Alanna Schepartz is an American professor and scientist. She is currently the T.Z. and Irmgard Chu Distinguished Chair in Chemistry at University of California, Berkeley. She was formerly the Sterling Professor of Chemistry at Yale University.
Jennifer Anne Doudna is an American biochemist who has done pioneering work in CRISPR gene editing, and made other fundamental contributions in biochemistry and genetics. Doudna was one of the first women to share a Nobel in the sciences. She received the 2020 Nobel Prize in Chemistry, with Emmanuelle Charpentier, "for the development of a method for genome editing." She is the Li Ka Shing Chancellor's Chair Professor in the department of chemistry and the department of molecular and cell biology at the University of California, Berkeley. She has been an investigator with the Howard Hughes Medical Institute since 1997.
Erin K. O'Shea Ph.D. is President of the Howard Hughes Medical Institute (HHMI). In 2013, she was named HHMI's Vice President and Chief Scientific Officer. Prior to that, she was a Professor of Molecular and Cellular Biology and Chemistry and Chemical Biology at Harvard University. In 2016, her appointment as future, and first woman, President of HHMI was announced. She has been a Howard Hughes Medical Institute (HHMI) investigator since 2000.

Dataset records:
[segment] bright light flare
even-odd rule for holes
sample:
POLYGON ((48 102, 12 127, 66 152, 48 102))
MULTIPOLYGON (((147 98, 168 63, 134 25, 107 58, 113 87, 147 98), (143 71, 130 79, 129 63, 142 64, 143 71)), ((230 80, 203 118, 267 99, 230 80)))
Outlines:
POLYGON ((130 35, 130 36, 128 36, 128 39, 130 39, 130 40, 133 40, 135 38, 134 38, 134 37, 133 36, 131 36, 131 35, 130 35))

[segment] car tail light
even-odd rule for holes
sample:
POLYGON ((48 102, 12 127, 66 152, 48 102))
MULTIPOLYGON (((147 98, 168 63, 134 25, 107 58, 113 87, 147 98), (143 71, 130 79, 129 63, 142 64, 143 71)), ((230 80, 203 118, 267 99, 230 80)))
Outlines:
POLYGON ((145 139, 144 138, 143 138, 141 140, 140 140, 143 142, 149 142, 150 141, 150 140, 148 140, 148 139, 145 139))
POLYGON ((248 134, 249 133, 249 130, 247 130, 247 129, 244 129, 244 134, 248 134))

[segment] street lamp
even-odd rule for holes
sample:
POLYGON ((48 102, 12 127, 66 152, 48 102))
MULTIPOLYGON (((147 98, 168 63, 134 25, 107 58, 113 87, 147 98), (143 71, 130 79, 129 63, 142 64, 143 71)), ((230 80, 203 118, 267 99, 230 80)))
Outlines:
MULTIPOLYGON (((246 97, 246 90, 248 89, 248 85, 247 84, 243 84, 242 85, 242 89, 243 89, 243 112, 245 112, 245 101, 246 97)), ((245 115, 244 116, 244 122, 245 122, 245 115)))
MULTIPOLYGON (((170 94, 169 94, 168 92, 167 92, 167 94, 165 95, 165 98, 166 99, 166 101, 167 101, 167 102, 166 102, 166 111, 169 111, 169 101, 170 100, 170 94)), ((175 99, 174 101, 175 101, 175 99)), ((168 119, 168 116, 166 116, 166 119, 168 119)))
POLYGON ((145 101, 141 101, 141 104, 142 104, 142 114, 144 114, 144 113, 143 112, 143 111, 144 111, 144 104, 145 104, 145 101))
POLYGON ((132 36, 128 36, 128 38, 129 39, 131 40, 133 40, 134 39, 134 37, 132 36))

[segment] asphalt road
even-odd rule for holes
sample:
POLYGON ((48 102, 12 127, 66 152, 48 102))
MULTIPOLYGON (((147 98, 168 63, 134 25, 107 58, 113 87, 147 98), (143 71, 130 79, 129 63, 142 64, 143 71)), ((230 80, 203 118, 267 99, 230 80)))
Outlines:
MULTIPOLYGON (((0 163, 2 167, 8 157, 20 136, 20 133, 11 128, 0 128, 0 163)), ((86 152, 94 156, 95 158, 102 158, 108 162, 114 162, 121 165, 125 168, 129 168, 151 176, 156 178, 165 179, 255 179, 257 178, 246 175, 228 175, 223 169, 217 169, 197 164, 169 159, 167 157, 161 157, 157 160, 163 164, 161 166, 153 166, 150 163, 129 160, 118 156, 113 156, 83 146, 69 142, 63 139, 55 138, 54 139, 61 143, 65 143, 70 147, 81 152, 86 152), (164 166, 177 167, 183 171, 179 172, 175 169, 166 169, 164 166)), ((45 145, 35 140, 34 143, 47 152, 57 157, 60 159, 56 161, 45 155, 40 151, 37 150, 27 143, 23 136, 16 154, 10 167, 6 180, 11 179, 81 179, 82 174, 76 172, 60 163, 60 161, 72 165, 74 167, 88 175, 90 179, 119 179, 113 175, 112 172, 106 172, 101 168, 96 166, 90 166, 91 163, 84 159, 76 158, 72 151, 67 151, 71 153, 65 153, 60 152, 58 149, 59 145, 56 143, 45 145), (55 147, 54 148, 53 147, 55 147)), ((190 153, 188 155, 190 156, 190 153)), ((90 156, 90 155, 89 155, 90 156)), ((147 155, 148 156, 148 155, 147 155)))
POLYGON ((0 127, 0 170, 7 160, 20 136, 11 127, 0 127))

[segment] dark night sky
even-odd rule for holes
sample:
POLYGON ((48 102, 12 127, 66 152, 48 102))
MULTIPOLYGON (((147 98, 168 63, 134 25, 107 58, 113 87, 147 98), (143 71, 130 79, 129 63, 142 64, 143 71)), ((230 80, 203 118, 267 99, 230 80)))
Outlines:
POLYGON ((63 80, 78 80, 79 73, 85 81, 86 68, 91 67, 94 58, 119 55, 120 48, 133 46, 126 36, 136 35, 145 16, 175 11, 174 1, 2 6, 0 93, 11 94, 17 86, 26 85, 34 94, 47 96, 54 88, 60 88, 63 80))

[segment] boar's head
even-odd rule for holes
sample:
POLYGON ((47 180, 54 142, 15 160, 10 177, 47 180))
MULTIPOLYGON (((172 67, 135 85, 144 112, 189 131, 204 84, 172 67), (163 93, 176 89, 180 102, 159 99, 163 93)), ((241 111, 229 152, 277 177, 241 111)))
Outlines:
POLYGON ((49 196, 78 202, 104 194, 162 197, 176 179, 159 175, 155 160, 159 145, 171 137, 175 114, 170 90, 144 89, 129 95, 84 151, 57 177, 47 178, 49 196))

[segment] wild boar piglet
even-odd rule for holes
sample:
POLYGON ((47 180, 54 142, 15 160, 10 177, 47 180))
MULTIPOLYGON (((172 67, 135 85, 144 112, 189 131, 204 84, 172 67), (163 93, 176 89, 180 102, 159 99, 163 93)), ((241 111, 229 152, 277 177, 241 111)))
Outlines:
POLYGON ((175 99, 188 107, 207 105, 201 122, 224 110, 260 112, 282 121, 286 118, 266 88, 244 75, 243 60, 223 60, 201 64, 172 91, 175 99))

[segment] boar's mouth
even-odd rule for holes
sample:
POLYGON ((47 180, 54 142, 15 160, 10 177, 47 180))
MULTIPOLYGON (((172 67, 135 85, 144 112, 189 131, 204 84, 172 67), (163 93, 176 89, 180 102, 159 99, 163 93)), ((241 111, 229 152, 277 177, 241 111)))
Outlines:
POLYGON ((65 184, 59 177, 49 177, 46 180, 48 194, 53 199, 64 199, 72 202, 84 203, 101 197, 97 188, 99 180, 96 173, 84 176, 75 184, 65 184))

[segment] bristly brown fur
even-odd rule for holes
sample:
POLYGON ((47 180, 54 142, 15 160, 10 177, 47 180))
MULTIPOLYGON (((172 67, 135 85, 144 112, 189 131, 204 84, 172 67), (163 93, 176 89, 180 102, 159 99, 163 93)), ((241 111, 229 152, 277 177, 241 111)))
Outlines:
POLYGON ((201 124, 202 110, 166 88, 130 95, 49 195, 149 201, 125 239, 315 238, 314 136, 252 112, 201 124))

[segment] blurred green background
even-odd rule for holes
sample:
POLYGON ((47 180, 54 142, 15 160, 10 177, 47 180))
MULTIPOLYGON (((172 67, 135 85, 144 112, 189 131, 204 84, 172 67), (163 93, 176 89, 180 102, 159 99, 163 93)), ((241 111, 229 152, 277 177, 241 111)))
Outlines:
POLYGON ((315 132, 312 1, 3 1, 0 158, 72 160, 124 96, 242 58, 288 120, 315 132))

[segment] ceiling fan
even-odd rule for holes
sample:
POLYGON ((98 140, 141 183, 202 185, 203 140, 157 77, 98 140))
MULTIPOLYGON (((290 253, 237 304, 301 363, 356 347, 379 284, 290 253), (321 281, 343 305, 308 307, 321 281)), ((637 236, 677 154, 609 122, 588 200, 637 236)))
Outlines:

Exercise => Please carry on the scientist profiles past their last sentence. The entries have nothing to do with this.

Written response =>
Lynne Elizabeth Maquat is an American biochemist and molecular biologist whose research focuses on the cellular mechanisms of human disease. She is an elected member of the American Academy of Arts and Sciences, the National Academy of Sciences and the National Academy of Medicine. She currently holds the J. Lowell Orbison Endowed Chair and is a professor of biochemistry and biophysics, pediatrics and of oncology at the University of Rochester Medical Center. Professor Maquat is also Founding Director of the Center for RNA Biology and Founding Chair of Graduate Women in Science at the University of Rochester.
Susan Wente is an American cell biologist and academic administrator currently serving as the 14th and current President of Wake Forest University. From 2014 to 2021 she was Provost and Vice Chancellor for Academic Affairs at Vanderbilt University. Between August 15, 2019 and June 30, 2020, she served as interim Chancellor at Vanderbilt.
Judith P. Klinman is an American chemist, biochemist, and molecular biologist known for her work on enzyme catalysis. She became the first female professor in the physical sciences at the University of California, Berkeley in 1978, where she is now Professor of the Graduate School and Chancellor's Professor. In 2012, she was awarded the National Medal of Science by President Barack Obama. She is a member of the National Academy of Sciences, American Academy of Arts and Sciences, American Association for the Advancement of Science, and the American Philosophical Society.
Susan M. Gasser is a Swiss molecular biologist. From 2004 to 2019 she was the director of the Friedrich Miescher Institute for Biomedical Research in Basel, Switzerland, where she also led a research group from 2004 until 2021. She was in parallel professor of molecular biology at the University of Basel until April 2021. Since January 2021, Susan Gasser is director of the ISREC Foundation, which supports translational cancer research. She is also professor invité at the University of Lausanne in the department of fundamental microbiology. She is an expert in quantitative biology and studies epigenetic inheritance and genome stability. Recipient of multiple swiss and European awards, she was named member of the US Academy of Sciences in 2022.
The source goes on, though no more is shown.